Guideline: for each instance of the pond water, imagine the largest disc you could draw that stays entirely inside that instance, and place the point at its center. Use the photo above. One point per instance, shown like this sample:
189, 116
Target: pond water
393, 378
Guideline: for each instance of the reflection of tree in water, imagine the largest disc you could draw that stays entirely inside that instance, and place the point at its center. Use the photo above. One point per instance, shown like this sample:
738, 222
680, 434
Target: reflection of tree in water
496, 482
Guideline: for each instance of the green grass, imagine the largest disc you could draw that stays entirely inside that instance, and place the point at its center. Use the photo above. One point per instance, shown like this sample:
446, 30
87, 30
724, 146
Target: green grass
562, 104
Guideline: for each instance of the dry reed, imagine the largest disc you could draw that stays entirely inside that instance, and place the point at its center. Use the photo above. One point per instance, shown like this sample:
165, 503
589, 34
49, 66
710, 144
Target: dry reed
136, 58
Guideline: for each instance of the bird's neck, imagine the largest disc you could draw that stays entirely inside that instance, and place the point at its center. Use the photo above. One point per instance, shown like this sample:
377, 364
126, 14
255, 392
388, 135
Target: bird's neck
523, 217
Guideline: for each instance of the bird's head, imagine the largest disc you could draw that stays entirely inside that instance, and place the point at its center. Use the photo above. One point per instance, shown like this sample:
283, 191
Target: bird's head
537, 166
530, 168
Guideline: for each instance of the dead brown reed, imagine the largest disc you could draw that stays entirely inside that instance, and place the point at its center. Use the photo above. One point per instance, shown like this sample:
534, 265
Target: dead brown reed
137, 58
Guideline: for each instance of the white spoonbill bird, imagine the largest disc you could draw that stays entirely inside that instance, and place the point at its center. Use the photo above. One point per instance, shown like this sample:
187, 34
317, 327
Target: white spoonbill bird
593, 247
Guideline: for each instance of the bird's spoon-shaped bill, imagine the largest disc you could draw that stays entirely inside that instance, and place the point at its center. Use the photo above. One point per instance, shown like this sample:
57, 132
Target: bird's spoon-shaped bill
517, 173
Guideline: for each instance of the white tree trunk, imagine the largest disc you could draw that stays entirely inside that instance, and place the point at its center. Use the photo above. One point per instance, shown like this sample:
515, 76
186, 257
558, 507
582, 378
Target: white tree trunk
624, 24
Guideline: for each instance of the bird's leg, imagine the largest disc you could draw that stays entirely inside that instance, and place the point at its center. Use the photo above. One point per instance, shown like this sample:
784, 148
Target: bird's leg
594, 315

• PROMPT
Working from the listing above, give it again word for word.

• TASK RESPONSE
Guideline: for each instance of the pond water, imagine the largest disc you could draw that stays entirely inside that instance, and place the point at its center. Use the photo above. One point per instance, shown like this sample:
189, 116
Target: pond water
393, 378
Guideline: for each instance of the reflection of tree in water, imagine the largest disc you could draw that stays entirely inside that instance, and place the point at its center. Use the photo above. One point per instance, shown like this sample:
738, 222
680, 434
Target: reflection of tree in water
496, 482
Guideline: for each instance of the green grass, imagine the largest disc you could draw that stays entirely inside that instance, and place the point at its center. Use the photo above. One point per instance, shown like this sample:
446, 30
87, 30
724, 146
Target: green grass
562, 104
Guideline: for each instance of the dry reed, imagine the largest disc you could draw that stays entirely inside that instance, and place the point at its center. Use the photo above. One point per instance, shown like this sample:
165, 503
589, 34
49, 66
710, 144
Target: dry reed
136, 58
Guideline: for each instance of the bird's neck, imagine the largest disc you could draw that stays entirely inside that instance, and place the point at its center. Use the photo above. One point per instance, shown like this sample:
377, 364
126, 14
255, 392
388, 135
Target: bird's neck
523, 217
Guideline: for each instance of the bird's head, imagine the largest disc you could draw that stays entirely inside that instance, and place the point at its center. Use the photo above. One point per instance, shown like this sample:
283, 191
Target: bird's head
537, 166
530, 168
Guideline: for each instance of the dead brown reed, imagine the largest disc you could draw that stays entirely inside that instance, and place the point at its center. Use the photo above. One point per instance, shown like this sample:
534, 265
Target: dead brown reed
137, 58
Guideline: for each instance of the white spoonbill bird, imagine the largest disc you could draw that stays entirely inside that instance, and place the point at its center. Use the photo above. One point per instance, shown like this sample:
187, 34
317, 327
Target: white spoonbill bird
593, 247
Guideline: for each instance of the bird's spoon-shaped bill, imagine the largest disc you could draw that stays entirely inside that instance, and place the point at its center. Use the photo above. One point per instance, shown like this sample:
57, 132
Target: bird's spoon-shaped bill
517, 173
Guideline: for each instance of the white tree trunk, imagine the largest disc you could draw that stays entirely inside that instance, and place the point at its center. Use the photo above. One point per instance, shown like this sample:
515, 76
186, 257
558, 507
582, 378
Target: white tree trunk
624, 24
Guideline: for each instance of the bird's leg, imagine the largest disc you could draw that stays entirely inside that instance, and place the point at its center. Use the photo above. One point per instance, shown like this sample:
784, 148
Target: bird's leg
594, 315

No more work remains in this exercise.